Referring expression pointing data:
━━━

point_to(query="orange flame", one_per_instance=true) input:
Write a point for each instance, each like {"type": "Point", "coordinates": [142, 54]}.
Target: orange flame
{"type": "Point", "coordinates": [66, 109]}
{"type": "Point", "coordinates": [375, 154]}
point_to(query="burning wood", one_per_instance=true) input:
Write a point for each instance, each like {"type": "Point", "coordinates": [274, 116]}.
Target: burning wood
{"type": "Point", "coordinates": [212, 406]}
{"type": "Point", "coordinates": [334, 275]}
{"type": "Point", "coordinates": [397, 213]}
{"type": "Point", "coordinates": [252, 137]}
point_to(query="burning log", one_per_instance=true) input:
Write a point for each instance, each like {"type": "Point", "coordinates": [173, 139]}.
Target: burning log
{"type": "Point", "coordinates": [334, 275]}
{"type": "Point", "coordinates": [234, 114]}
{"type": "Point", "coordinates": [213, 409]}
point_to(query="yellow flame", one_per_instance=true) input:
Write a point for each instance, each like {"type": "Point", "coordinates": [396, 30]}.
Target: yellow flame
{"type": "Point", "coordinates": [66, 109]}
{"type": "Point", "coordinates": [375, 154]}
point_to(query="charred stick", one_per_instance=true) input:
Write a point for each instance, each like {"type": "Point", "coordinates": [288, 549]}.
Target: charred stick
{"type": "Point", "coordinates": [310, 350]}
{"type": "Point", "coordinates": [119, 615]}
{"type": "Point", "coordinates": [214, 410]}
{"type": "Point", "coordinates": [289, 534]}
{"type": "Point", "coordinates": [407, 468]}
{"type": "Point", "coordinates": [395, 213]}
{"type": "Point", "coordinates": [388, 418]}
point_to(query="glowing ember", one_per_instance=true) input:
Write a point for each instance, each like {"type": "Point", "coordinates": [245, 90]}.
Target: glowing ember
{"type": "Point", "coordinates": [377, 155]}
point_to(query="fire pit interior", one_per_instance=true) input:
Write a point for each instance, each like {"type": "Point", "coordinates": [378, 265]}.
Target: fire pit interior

━━━

* _Work required_
Every line above that includes the string "fire" needs to be copied.

* _Written answer_
point_to(query="fire pit interior", one_per_instance=true) input:
Target: fire pit interior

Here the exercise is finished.